== SUPPLIED RECORDS ==
┄┄┄┄┄┄┄┄┄┄┄┄┄┄┄┄┄┄┄┄

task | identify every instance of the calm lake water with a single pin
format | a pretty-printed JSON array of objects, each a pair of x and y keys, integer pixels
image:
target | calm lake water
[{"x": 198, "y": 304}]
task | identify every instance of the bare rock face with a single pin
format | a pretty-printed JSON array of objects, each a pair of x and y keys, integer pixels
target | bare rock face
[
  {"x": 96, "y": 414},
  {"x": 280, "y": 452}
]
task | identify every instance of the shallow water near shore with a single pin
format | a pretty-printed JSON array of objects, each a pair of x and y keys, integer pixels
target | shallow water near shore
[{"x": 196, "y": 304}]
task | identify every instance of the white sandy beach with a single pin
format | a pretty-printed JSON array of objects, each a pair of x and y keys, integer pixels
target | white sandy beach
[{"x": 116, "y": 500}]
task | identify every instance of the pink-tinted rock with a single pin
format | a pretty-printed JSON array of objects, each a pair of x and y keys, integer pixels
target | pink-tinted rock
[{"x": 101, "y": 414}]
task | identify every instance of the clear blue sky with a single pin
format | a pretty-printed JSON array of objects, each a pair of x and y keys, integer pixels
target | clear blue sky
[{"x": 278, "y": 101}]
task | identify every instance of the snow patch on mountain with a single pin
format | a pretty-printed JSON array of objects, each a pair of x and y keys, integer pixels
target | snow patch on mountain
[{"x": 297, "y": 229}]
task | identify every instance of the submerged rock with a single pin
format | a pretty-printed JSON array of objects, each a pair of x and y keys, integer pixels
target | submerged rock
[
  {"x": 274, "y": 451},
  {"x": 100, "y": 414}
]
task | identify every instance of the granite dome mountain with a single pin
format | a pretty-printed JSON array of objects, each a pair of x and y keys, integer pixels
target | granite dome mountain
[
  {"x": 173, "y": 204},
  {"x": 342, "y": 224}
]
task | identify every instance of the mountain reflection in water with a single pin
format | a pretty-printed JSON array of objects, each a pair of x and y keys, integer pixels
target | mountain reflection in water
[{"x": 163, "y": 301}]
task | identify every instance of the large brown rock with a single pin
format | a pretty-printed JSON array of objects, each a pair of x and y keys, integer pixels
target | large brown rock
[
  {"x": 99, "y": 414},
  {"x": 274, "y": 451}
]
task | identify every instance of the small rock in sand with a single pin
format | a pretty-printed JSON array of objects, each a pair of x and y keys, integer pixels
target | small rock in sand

┄┄┄┄┄┄┄┄┄┄┄┄┄┄┄┄┄┄┄┄

I would like you to report every line in the listing above that contains "small".

== SOLUTION FOR THIS PROBLEM ==
task | identify every instance of the small rock in sand with a single pin
target | small rock in sand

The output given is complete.